= Beginning of Section =

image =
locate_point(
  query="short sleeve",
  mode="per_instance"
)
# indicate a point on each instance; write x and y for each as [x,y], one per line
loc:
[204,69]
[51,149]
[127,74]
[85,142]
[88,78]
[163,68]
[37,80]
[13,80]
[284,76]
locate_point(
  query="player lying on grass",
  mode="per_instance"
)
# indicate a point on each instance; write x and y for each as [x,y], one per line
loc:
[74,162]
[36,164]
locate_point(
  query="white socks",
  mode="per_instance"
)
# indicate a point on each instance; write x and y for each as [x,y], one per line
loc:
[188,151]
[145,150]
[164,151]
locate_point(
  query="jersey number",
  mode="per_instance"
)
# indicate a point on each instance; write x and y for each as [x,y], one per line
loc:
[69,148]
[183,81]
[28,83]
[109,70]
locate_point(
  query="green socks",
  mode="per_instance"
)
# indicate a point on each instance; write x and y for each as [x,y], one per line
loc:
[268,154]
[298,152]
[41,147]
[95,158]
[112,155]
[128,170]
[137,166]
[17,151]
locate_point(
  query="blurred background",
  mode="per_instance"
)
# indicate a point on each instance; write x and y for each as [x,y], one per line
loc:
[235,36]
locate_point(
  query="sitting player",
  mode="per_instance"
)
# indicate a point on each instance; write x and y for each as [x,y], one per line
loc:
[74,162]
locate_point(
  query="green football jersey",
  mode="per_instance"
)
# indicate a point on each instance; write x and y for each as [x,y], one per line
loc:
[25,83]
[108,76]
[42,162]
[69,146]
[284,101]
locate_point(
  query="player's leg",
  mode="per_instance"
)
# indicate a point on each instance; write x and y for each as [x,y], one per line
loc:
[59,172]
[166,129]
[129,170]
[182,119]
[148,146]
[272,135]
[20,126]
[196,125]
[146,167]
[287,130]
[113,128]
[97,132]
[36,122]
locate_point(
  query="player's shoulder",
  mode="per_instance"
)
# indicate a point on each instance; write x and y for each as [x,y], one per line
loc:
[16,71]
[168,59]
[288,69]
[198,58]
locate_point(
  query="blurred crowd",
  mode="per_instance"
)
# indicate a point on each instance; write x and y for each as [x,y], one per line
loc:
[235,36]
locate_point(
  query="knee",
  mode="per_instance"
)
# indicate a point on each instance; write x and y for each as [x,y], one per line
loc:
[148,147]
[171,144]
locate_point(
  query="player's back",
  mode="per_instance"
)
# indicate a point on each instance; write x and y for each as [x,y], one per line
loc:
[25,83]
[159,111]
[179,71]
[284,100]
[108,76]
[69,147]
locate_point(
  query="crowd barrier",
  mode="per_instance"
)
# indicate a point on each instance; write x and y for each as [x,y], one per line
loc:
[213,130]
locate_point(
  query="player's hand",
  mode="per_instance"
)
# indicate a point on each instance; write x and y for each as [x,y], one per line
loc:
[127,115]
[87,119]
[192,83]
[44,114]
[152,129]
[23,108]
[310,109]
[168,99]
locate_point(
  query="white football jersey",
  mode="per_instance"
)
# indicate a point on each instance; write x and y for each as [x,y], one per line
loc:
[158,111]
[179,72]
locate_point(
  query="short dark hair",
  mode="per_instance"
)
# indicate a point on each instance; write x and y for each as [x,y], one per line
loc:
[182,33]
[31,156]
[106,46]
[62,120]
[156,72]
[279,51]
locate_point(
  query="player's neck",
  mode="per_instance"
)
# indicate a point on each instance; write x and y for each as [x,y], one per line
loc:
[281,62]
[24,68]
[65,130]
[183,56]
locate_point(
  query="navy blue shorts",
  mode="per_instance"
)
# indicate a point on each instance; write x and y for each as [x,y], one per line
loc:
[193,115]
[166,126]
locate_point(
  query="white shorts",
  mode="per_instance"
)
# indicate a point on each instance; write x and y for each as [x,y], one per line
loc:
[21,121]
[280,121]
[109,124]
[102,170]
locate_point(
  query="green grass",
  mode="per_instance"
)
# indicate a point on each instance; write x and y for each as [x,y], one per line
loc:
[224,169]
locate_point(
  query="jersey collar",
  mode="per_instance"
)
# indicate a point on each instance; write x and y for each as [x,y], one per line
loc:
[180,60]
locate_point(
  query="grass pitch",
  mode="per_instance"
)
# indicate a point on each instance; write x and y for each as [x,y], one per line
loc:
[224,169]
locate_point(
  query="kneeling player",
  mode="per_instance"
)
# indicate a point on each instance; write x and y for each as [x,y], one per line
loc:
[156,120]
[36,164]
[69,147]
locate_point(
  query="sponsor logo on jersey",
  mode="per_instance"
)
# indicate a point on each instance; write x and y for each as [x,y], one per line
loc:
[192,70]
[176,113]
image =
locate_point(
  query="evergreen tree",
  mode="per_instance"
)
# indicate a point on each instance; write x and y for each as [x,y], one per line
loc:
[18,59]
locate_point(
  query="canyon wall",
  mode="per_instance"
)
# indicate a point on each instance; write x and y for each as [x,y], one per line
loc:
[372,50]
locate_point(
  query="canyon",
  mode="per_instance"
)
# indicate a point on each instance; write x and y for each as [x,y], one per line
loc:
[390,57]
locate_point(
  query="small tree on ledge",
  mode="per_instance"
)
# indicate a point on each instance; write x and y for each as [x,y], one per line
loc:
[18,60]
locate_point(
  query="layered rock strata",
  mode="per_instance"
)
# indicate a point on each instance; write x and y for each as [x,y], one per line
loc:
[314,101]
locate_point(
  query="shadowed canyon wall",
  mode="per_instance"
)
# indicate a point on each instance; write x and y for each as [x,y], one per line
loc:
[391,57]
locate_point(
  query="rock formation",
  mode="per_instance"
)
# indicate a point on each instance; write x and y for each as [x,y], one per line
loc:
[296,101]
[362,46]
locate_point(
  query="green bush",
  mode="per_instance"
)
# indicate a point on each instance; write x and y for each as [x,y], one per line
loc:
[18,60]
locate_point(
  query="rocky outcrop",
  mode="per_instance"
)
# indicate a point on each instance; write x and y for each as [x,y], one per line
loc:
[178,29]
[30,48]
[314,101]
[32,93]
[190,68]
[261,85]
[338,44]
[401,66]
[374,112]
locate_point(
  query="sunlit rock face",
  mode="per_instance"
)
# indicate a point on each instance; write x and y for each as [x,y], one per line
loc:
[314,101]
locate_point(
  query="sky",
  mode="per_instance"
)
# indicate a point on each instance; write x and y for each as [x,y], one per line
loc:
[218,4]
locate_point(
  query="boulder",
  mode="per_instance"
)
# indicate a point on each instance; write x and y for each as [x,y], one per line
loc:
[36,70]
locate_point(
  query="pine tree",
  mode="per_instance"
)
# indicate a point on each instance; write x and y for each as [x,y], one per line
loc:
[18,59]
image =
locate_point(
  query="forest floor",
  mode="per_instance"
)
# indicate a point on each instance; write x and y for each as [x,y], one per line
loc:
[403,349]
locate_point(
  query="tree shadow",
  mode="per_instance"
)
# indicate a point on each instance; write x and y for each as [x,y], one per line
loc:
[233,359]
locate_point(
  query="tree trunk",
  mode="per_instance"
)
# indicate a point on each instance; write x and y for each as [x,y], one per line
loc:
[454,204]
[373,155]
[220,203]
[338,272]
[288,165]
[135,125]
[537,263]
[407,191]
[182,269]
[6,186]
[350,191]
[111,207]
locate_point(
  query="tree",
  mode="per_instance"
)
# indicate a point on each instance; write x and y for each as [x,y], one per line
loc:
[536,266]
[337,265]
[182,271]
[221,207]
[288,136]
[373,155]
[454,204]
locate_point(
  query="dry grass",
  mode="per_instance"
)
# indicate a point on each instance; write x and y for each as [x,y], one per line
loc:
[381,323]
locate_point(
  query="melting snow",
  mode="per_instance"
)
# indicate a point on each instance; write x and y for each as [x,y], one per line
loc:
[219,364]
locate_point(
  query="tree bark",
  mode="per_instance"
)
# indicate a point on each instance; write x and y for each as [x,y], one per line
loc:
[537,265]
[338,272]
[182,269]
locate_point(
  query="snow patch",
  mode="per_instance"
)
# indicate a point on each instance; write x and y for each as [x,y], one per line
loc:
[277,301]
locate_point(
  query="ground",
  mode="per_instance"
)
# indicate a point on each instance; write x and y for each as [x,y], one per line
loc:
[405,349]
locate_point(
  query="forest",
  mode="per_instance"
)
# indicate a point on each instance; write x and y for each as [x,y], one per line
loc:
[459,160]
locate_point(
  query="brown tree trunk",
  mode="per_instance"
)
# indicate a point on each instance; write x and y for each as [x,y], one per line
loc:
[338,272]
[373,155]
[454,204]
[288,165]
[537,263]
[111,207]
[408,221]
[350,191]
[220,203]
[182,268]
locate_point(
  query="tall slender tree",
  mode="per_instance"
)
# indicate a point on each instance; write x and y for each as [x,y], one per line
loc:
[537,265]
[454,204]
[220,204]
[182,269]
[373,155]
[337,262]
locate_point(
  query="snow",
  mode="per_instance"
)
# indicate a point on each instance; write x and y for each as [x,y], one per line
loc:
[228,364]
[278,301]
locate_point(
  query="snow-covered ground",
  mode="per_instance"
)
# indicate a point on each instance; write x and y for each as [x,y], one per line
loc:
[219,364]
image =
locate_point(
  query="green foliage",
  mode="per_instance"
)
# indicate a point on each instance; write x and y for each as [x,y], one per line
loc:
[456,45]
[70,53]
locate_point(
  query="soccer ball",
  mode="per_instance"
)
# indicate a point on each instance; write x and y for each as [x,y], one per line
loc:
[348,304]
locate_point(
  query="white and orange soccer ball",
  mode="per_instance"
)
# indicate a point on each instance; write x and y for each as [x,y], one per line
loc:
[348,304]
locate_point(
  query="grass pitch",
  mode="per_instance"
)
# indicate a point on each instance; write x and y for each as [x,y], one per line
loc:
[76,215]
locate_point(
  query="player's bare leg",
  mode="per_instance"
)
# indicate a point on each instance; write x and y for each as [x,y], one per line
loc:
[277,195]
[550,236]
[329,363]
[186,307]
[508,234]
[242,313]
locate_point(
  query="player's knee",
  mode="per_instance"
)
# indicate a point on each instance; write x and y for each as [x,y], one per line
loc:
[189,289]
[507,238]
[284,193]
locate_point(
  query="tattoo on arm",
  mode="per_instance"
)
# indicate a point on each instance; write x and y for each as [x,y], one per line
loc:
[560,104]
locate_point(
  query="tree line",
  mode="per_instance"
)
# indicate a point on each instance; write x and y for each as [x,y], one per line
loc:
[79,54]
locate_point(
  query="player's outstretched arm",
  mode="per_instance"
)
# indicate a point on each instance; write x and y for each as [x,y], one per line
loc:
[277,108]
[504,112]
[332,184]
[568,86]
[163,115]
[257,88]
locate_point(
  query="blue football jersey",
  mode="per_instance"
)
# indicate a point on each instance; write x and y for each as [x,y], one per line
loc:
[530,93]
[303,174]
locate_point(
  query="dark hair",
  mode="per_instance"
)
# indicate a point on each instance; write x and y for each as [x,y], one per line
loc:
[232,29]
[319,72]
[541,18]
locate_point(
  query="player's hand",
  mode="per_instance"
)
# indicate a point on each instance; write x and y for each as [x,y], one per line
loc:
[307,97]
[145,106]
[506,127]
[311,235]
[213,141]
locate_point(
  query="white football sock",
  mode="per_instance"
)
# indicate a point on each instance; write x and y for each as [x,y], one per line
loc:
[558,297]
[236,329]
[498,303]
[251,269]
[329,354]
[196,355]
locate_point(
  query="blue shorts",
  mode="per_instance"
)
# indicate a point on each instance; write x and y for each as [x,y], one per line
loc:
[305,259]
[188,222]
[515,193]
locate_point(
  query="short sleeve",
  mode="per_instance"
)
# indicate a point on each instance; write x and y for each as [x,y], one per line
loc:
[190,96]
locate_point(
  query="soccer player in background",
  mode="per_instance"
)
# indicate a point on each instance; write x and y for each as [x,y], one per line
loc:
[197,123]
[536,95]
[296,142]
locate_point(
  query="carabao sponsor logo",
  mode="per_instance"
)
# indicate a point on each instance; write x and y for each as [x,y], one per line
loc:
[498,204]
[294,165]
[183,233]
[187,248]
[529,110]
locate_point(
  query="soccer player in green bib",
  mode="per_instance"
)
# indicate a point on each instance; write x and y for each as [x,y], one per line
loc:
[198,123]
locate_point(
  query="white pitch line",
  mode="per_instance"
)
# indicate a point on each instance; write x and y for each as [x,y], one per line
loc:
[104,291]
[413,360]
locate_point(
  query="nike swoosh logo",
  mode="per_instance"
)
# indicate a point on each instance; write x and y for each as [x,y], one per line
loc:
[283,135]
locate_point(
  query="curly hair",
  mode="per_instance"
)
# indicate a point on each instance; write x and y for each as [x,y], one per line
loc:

= End of Section =

> EXERCISE BRIEF: Filter the lines above so that only those with the string "blue" remain, then copy them.

> TASK ANSWER:
  query="navy blue shorts",
  query="blue football jersey",
  query="blue shorts",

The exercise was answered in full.